## [Stated exercise 1]
In the article about the Bank of America intern's death, which publication dubbed 2013 "the year of the intern"?
## [Stated exercise 2]
List every news outlet that the article about the Bank of America intern's death names.

## [Document text]
A Bank of America intern, Moritz Erhardt, was found dead this week, collapsed in his student apartment, after reportedly working three straight days in the company’s London investment-banking unit.
Erhardt’s death has been ruled unsuspicious by London police, and reports claim that he suffers from epilepsy. Still, the Internet was abuzz with frightening speculation that the summer intern, described as “popular” and “highly diligent” by his employer, had worked himself to death.
The news of Erhardt’s death comes at a time when the world is focused on the plight of the overworked, abused, and underpaid (or unpaid!) intern. So much attention has followed this free workforce that The Daily Beast has dubbed 2013 “the year of the intern.”
Reports on social media that the bright student from Germany's WHU Otto Beisheim School of Management worked grueling hours before his death have not been confirmed. Several interns corroborate the claim that banking interns are expected to work these types of never-ending shifts.
“We all work long hours but the guys working regularly until 3 or 4am are those in investment banking,” one intern told The Independent.
“He apparently pulled eight all-nighters in two weeks. They get you working crazy hours and maybe it was just too much for him in the end," said another.
John McIvor, head of international communications at the bank, wouldn’t comment on the time that Erhardt spent at the office but seemed to be pushing responsibility for overworked interns back onto the students themselves. “The whole point about internships is to give students a positive experience and to get to know our firm and us to know them well, so we can work out who would be the best fit to join the company full time after they graduate,” McIvor told CNBC. "I'm not going to comment on what hours people choose to spend in the office voluntarily," he said.
A Bank of America spokesman told the Atlantic Wire, “All the rumors and comments are just that, we will have to wait and see what the post-mortem examination says.”
Whatever the investigation reveals, it’s clear that young Erhardt was definitely eager and probably overworked and that a promising future has been cut short.

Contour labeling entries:
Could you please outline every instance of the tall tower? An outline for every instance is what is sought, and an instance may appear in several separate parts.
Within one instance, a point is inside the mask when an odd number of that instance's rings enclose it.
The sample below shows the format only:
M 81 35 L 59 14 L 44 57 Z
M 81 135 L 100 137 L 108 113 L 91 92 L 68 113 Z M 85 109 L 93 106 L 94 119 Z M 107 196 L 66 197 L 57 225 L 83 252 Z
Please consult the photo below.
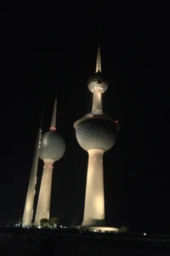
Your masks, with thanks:
M 42 126 L 42 125 L 41 125 Z M 24 214 L 22 218 L 23 226 L 31 226 L 32 224 L 34 198 L 36 194 L 36 183 L 37 174 L 37 165 L 39 157 L 39 148 L 41 143 L 42 128 L 38 130 L 37 138 L 35 146 L 34 158 L 32 161 L 31 172 L 28 184 L 26 200 L 25 203 Z
M 108 83 L 101 75 L 101 53 L 98 49 L 96 72 L 88 82 L 94 94 L 92 112 L 74 124 L 79 145 L 88 153 L 88 175 L 83 221 L 81 229 L 117 231 L 105 224 L 103 155 L 115 143 L 119 130 L 118 122 L 113 120 L 102 109 L 102 94 Z
M 56 132 L 57 101 L 54 105 L 51 126 L 49 131 L 42 134 L 39 157 L 44 162 L 43 172 L 39 191 L 35 224 L 40 224 L 40 219 L 49 218 L 53 166 L 59 160 L 65 150 L 63 137 Z

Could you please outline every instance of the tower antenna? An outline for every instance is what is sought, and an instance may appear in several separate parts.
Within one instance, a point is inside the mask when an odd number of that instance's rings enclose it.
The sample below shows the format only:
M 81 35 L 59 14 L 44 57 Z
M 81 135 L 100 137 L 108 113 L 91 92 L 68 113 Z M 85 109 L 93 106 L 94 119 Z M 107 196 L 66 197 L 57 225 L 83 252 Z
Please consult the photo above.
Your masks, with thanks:
M 97 61 L 96 61 L 96 72 L 101 73 L 101 42 L 100 42 L 100 29 L 99 31 L 99 44 L 98 44 L 98 53 L 97 53 Z
M 41 121 L 40 121 L 40 129 L 42 130 L 42 123 L 43 123 L 43 111 L 44 111 L 44 103 L 42 103 L 42 117 L 41 117 Z

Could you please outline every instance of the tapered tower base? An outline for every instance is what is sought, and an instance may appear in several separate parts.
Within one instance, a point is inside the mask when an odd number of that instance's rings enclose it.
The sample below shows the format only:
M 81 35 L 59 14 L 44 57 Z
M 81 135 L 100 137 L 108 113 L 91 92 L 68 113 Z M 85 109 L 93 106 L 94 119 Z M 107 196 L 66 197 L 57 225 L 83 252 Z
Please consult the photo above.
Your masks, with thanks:
M 107 232 L 118 232 L 119 229 L 114 227 L 104 227 L 104 226 L 85 226 L 80 225 L 76 226 L 76 229 L 82 231 L 91 231 L 91 232 L 101 232 L 101 233 L 107 233 Z

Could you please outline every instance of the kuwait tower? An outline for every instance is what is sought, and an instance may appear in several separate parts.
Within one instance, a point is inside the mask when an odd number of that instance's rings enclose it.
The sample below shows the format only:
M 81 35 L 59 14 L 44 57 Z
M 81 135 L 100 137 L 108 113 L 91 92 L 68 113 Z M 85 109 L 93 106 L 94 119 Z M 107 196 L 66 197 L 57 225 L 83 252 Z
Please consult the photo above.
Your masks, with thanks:
M 34 199 L 36 195 L 37 165 L 38 165 L 39 149 L 41 144 L 41 135 L 42 135 L 42 128 L 40 128 L 38 131 L 37 139 L 35 146 L 34 158 L 32 161 L 31 172 L 26 200 L 25 208 L 24 208 L 24 214 L 22 218 L 23 226 L 31 226 L 32 224 Z
M 40 224 L 40 219 L 49 219 L 51 189 L 54 163 L 65 154 L 65 143 L 63 137 L 56 132 L 57 101 L 54 105 L 54 112 L 49 131 L 42 134 L 39 157 L 43 160 L 43 172 L 40 186 L 35 225 Z
M 105 217 L 104 153 L 111 148 L 116 139 L 119 124 L 103 112 L 102 94 L 108 83 L 101 73 L 101 53 L 98 49 L 96 72 L 88 86 L 93 93 L 92 112 L 74 124 L 79 145 L 88 154 L 83 221 L 81 230 L 112 230 L 107 227 Z

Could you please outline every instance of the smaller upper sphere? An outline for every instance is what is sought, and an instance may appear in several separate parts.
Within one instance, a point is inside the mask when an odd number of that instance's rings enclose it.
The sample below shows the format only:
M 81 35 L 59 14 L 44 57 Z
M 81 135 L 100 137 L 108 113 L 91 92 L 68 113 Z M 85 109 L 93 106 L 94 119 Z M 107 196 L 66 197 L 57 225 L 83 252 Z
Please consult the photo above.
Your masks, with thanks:
M 65 151 L 65 143 L 60 134 L 54 131 L 48 131 L 42 134 L 39 154 L 40 159 L 52 159 L 56 161 L 63 156 Z
M 106 79 L 102 78 L 101 73 L 98 72 L 94 76 L 89 78 L 88 81 L 88 86 L 92 93 L 94 93 L 96 89 L 100 90 L 103 93 L 108 88 L 108 82 Z

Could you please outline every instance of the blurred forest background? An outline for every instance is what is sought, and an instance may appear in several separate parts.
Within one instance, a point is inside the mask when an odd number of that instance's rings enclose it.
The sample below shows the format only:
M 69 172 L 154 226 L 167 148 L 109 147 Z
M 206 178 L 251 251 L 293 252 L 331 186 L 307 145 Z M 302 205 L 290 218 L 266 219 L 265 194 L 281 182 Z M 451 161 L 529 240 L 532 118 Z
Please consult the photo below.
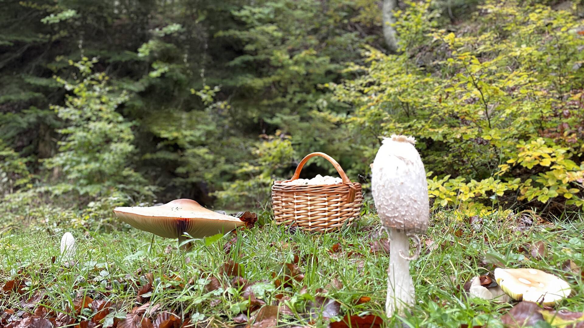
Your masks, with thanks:
M 392 133 L 418 140 L 434 208 L 584 208 L 582 1 L 0 6 L 0 222 L 266 208 L 314 151 L 367 189 Z

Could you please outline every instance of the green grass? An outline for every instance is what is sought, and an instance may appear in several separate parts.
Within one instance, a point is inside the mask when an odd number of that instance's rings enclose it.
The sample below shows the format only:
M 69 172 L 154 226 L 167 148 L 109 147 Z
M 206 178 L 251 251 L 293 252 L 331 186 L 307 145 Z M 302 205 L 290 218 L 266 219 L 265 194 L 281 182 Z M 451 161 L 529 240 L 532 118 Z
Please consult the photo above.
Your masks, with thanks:
M 110 321 L 114 316 L 123 317 L 134 306 L 149 301 L 151 305 L 161 304 L 159 313 L 172 311 L 181 319 L 200 320 L 200 326 L 235 326 L 234 318 L 241 313 L 248 317 L 254 313 L 249 312 L 249 298 L 242 296 L 244 288 L 232 284 L 233 277 L 222 271 L 230 260 L 239 263 L 248 284 L 261 282 L 253 287 L 256 298 L 266 305 L 280 302 L 290 308 L 291 315 L 279 316 L 281 327 L 324 327 L 347 314 L 380 316 L 388 326 L 401 323 L 406 327 L 460 327 L 487 323 L 489 327 L 500 326 L 499 318 L 513 303 L 467 297 L 462 287 L 474 276 L 492 273 L 495 264 L 533 267 L 564 277 L 574 292 L 557 308 L 582 310 L 582 277 L 566 273 L 563 264 L 572 260 L 584 267 L 584 219 L 536 222 L 520 231 L 516 229 L 518 217 L 489 215 L 473 225 L 467 220 L 456 219 L 450 212 L 433 215 L 427 235 L 422 236 L 422 254 L 411 264 L 418 303 L 411 312 L 391 319 L 384 315 L 389 254 L 372 253 L 370 243 L 380 237 L 361 231 L 367 230 L 363 227 L 379 228 L 378 219 L 373 215 L 361 218 L 356 226 L 328 234 L 290 233 L 268 219 L 263 227 L 239 231 L 228 254 L 223 247 L 232 235 L 208 246 L 196 240 L 189 252 L 179 251 L 175 240 L 157 237 L 149 251 L 151 235 L 121 225 L 119 231 L 110 233 L 72 229 L 69 231 L 78 247 L 73 266 L 62 265 L 58 259 L 60 238 L 67 229 L 54 226 L 41 229 L 37 225 L 34 229 L 12 230 L 0 239 L 0 286 L 16 279 L 24 287 L 22 294 L 0 294 L 0 311 L 32 312 L 36 305 L 26 308 L 21 301 L 42 290 L 47 296 L 40 304 L 54 314 L 69 311 L 78 322 L 91 320 L 95 314 L 91 309 L 77 315 L 69 310 L 74 308 L 75 299 L 86 295 L 116 305 Z M 529 254 L 529 246 L 523 247 L 525 252 L 520 247 L 536 241 L 545 245 L 541 259 Z M 336 243 L 340 249 L 335 253 L 331 250 Z M 57 259 L 53 263 L 54 256 Z M 286 288 L 284 284 L 277 287 L 277 281 L 286 280 L 286 267 L 283 264 L 293 263 L 295 257 L 304 278 L 290 281 L 291 286 Z M 147 274 L 152 274 L 152 288 L 138 300 L 138 289 L 148 281 Z M 206 289 L 211 277 L 218 279 L 221 288 Z M 322 302 L 323 298 L 319 296 L 338 302 L 340 311 L 334 306 L 323 311 L 315 305 L 318 300 Z M 287 301 L 280 301 L 283 296 Z M 361 296 L 371 300 L 357 304 Z M 155 316 L 152 315 L 153 320 Z

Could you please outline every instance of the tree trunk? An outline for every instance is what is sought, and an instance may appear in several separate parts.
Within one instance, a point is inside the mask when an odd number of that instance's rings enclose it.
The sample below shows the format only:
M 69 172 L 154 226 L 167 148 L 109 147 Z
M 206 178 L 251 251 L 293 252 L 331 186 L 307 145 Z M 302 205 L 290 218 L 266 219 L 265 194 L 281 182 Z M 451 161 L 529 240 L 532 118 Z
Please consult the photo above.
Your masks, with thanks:
M 413 282 L 409 275 L 409 260 L 399 255 L 409 254 L 409 238 L 405 233 L 390 229 L 390 267 L 387 269 L 387 301 L 385 312 L 388 317 L 398 314 L 415 302 Z
M 383 0 L 383 8 L 381 9 L 383 19 L 383 37 L 388 48 L 394 53 L 398 51 L 398 40 L 395 33 L 395 29 L 391 24 L 395 23 L 393 10 L 397 7 L 398 0 Z

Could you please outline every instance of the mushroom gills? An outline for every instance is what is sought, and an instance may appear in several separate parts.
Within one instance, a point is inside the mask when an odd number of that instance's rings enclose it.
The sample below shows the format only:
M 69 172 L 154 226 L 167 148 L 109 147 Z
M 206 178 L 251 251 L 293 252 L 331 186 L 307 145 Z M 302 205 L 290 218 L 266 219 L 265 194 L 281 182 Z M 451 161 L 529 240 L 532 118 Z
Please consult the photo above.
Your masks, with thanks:
M 562 279 L 534 268 L 495 269 L 495 279 L 503 291 L 517 301 L 553 305 L 569 296 L 572 290 Z

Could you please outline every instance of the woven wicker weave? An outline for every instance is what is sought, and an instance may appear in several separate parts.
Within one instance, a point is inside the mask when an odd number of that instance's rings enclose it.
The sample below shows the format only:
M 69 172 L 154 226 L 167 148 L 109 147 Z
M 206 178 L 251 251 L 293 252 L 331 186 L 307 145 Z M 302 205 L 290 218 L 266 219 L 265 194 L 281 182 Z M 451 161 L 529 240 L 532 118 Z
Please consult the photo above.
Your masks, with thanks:
M 319 185 L 282 183 L 298 179 L 304 164 L 315 156 L 330 162 L 343 182 Z M 361 184 L 351 182 L 340 165 L 321 152 L 307 155 L 298 165 L 292 179 L 274 181 L 272 186 L 272 205 L 277 224 L 296 226 L 310 231 L 328 232 L 350 224 L 359 217 L 362 203 Z

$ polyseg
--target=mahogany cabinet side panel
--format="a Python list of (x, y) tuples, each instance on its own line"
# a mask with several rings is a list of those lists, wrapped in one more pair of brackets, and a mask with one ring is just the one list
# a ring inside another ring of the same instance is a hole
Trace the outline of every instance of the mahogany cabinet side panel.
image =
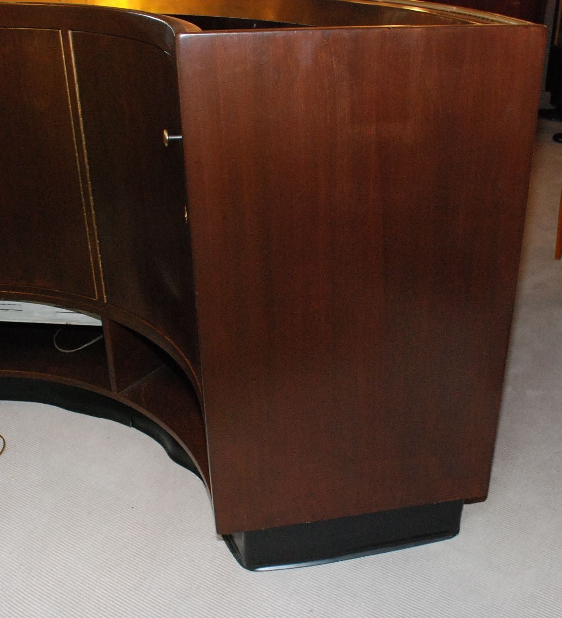
[(132, 39), (72, 35), (108, 302), (145, 320), (198, 366), (177, 76)]
[(543, 44), (181, 38), (219, 532), (486, 495)]

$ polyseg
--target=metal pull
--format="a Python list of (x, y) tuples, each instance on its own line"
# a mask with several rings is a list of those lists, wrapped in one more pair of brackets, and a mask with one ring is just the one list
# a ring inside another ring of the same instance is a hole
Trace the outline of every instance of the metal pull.
[(181, 135), (171, 135), (168, 132), (168, 129), (164, 129), (162, 133), (162, 139), (164, 142), (164, 145), (168, 147), (170, 145), (171, 142), (177, 142), (182, 138)]

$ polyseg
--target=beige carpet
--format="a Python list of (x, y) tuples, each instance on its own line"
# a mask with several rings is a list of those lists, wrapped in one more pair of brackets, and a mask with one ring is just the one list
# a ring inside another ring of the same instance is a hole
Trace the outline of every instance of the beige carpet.
[(559, 130), (539, 127), (490, 497), (465, 507), (459, 536), (250, 573), (214, 534), (203, 485), (150, 438), (3, 402), (0, 618), (562, 616)]

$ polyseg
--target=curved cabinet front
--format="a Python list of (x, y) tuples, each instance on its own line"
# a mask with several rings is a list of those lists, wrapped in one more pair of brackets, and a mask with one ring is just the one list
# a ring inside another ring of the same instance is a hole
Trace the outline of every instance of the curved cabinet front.
[(0, 28), (0, 286), (95, 298), (61, 32)]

## [Exercise solution 1]
The Daily Beast

## [Exercise solution 2]
The Daily Beast, The Independent, CNBC, the Atlantic Wire